Using the data beneath this instruction, retype only the lines from the one that contains "Detection query: green sprout" down to the one that contains "Detection query: broad green leaf", both included, exactly as they appear.
━━━
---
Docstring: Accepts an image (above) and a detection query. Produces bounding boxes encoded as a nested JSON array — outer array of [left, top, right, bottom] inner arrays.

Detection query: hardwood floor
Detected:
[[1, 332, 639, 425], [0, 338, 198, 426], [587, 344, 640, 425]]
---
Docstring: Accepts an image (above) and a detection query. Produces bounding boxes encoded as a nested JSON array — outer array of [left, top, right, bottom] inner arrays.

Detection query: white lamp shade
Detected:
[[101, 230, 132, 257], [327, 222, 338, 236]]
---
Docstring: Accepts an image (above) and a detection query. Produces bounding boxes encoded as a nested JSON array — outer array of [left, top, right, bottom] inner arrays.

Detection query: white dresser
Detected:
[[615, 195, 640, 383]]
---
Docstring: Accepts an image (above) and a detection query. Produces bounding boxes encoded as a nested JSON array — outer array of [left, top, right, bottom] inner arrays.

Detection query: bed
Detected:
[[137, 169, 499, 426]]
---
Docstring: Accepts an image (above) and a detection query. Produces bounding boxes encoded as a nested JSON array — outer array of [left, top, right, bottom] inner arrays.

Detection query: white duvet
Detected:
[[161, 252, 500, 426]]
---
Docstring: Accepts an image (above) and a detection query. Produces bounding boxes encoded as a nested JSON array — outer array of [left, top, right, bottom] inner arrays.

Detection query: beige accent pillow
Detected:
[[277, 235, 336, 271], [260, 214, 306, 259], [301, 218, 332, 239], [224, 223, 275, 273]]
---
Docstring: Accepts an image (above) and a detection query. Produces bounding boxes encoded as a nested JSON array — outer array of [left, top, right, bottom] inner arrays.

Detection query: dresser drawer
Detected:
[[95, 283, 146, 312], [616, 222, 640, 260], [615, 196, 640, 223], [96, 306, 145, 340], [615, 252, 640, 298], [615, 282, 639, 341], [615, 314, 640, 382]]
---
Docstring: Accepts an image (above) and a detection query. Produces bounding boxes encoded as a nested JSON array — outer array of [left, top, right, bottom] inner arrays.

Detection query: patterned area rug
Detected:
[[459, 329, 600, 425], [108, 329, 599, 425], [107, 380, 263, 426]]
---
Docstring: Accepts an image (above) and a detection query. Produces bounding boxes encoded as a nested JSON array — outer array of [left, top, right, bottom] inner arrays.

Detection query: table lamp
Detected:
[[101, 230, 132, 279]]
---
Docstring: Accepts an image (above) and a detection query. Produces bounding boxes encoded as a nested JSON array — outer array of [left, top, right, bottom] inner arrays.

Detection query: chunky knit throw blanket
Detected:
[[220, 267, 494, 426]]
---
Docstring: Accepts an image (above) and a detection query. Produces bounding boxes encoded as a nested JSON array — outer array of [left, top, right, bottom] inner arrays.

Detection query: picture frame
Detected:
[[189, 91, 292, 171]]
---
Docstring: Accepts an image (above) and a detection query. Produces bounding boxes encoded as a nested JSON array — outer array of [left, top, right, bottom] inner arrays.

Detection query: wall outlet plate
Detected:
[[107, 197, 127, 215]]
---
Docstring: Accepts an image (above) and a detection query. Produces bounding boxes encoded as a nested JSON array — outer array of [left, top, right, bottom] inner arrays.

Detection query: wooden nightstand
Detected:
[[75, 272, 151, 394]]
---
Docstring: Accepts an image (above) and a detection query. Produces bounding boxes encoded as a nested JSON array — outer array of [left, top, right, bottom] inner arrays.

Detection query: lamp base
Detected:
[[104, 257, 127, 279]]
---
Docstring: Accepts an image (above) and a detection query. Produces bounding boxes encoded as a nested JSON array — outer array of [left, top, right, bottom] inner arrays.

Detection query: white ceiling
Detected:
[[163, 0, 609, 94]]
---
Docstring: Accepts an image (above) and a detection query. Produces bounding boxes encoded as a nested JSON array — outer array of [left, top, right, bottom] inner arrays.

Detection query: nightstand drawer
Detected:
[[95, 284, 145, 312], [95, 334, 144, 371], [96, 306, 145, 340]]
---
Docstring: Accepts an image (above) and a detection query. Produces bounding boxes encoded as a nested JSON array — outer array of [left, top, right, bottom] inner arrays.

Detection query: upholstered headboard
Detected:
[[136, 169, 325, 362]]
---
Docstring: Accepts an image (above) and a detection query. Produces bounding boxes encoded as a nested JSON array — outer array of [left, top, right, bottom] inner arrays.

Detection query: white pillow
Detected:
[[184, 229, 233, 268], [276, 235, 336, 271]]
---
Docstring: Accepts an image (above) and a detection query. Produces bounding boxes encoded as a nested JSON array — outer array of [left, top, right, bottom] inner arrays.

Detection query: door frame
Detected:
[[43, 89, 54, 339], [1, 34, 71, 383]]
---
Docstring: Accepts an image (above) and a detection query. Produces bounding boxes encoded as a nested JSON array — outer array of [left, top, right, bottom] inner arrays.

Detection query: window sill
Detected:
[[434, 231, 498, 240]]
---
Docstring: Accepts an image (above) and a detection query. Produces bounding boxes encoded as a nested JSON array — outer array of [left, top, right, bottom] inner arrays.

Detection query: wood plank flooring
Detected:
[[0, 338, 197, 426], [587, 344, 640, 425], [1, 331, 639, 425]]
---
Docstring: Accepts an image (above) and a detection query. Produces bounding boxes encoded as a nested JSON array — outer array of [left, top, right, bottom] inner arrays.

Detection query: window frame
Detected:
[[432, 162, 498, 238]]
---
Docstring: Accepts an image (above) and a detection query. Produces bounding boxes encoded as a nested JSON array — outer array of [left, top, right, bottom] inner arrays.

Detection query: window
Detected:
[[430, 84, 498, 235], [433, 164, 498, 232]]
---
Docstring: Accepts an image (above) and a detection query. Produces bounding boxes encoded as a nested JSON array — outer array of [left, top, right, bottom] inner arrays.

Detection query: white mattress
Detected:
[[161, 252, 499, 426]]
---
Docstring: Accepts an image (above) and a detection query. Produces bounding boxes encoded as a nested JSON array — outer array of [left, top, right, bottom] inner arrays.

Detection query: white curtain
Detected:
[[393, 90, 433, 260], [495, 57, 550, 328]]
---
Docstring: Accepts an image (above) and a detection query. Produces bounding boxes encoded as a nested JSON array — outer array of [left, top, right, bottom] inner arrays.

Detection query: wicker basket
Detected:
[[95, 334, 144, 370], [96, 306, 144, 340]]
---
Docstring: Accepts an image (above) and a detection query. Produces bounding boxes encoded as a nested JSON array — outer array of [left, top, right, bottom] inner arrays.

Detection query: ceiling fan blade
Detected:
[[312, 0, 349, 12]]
━━━
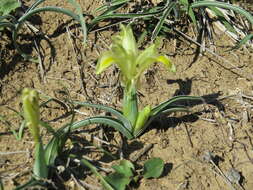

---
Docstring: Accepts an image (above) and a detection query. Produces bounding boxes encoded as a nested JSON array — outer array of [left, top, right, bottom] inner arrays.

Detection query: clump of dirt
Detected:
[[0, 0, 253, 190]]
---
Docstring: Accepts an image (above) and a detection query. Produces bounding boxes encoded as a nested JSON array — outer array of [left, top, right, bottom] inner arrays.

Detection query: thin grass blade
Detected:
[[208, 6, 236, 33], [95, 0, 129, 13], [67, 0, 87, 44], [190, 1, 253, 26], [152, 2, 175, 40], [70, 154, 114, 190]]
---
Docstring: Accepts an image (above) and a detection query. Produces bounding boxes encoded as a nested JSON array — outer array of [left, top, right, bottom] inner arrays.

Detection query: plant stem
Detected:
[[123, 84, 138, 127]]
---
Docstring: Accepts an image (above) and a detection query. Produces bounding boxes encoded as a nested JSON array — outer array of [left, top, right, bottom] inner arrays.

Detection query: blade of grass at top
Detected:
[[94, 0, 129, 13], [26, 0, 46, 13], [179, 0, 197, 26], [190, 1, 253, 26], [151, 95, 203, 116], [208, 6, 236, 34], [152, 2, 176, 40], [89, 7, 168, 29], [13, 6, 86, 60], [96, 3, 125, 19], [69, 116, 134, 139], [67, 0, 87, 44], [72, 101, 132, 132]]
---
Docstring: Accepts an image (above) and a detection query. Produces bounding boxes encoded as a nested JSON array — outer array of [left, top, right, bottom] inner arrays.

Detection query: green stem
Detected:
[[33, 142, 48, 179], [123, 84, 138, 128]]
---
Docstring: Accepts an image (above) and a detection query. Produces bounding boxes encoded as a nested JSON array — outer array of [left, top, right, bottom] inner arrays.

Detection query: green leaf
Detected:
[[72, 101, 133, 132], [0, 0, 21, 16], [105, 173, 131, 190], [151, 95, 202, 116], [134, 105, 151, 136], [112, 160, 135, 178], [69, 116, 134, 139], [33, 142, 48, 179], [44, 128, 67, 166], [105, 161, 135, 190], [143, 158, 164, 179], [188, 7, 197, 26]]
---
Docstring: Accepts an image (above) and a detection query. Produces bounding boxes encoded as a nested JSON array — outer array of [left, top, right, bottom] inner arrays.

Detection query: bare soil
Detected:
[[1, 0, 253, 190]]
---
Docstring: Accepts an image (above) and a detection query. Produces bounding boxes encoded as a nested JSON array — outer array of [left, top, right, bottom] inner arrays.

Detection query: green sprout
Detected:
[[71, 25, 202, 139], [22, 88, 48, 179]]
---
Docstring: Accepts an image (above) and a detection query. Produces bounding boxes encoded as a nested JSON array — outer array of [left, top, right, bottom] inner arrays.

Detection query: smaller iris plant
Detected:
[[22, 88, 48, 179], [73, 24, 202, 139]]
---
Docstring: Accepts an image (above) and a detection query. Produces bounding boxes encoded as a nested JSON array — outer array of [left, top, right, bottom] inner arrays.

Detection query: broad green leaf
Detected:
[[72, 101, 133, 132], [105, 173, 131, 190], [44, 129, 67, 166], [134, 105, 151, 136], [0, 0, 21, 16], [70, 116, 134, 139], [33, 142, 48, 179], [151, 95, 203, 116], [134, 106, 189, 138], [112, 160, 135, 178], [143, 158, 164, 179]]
━━━
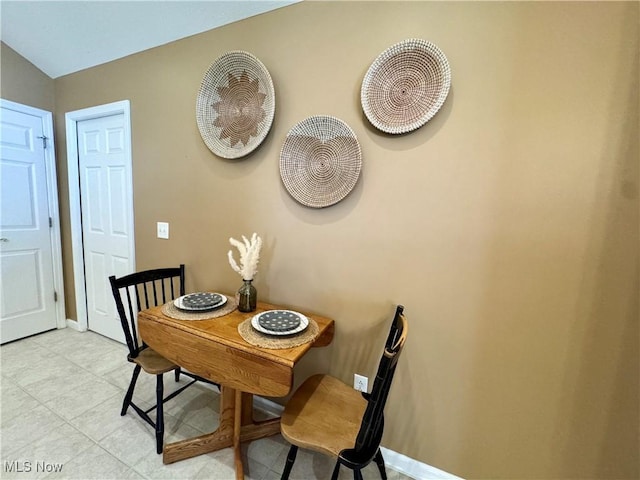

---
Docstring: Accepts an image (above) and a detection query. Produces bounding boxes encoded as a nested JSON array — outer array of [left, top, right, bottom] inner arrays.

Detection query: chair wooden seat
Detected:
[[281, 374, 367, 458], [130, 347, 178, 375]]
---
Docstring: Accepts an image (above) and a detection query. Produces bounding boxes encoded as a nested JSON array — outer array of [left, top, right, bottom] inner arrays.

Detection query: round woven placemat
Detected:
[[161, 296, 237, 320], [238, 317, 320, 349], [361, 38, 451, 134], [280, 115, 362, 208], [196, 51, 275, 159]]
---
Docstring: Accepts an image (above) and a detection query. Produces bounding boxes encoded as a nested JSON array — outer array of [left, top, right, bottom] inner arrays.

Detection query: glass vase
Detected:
━━━
Task result:
Detection query: green sprout
Detected:
[[71, 25, 202, 139], [22, 88, 48, 179]]
---
Docstring: Accepts an image (above) and a detection query. Produces bounding boxes encoded as a nested JSON array — outer array of [left, top, right, bottom] inner arrays.

Detection query: smaller iris plant
Detected:
[[22, 88, 48, 179], [73, 24, 202, 139]]
---
Docstring: Accepts an image (above) and a detection query. Produces bounding boxes encoded as a nested JSON array — outer array of [left, top, right, bottom] inner arrays.

Detection query: broad green leaf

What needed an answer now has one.